Given text:
--

« Linux upstages Netware | Main | Don't say you've got it unless you've checked first »

August 17, 2003

How can I trust the Internet?

I have just finished reading "Rethinking the design of the Internet: The end to end arguments vs. the brave new world." This paper revisits the original End-to-end paper written by Saltzer, Reed, and Clark in 1984, which was fundamental to the design of the Internet (especially the Internet Protocol and the Transport Control Protocol--TCP).

Though Rethinking addresses many issues which threaten the end-to-end principle, the most serious one is that of trust.

Most of the discussion and development regarding trust on the Internet has been on technologies such as PKI for authentication and encryption.

In theory, PKI and similar technologies are the right direction. But there is a more serious threat to trust, that is undermining the general confidence in the Internet as a viable long-term communications medium.

As discussed in Rethinking, the first implementation of trust on the Internet was with the TCP checksum. The receiving host can validate the trust relationship by checking the checksum to verify what was sent. This is a fairly simple but scalable trust mechanism. TCP and the underlying Internet Protocol have allowed millions of computers and hundreds of millions of users to develop spontaneous associations with enough trust to interact effectively.

--

Work instructions:
1. According to the post on trusting the Internet, what was the first implementation of trust on the Internet?
2. Write the next few paragraphs of the post on trusting the Internet, picking up right after its last sentence.

Data lines:
--

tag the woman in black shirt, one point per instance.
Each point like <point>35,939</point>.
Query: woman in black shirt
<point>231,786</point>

--

Exercise answers:
1. The TCP checksum.

2.
Trust on the Internet is much more complicated and diverse today. We have SSL, double-opt-in spam, RBL's, route registries, PGP, encrypted and authenticated IM and email, and more.

But in spite of all these trust mechanisms, trust on the Internet is more threatened now than ever. The miscreant community has repeatedly undermined public confidence in the most basic and pervasive implementation of trust: the Microsoft operating system.

Every time another Microsoft vulnerability is exposed and exploited, tens of millions of people lose confidence in their ability to productively use the Internet. Yes, users of other operating systems have the same experience, but those incidents happen far less often, to far fewer people. Relative to the impact of Microsoft, they cause an insignificant amount of damage (and more likely provide some hope for those Microsoft customers looking for alternatives).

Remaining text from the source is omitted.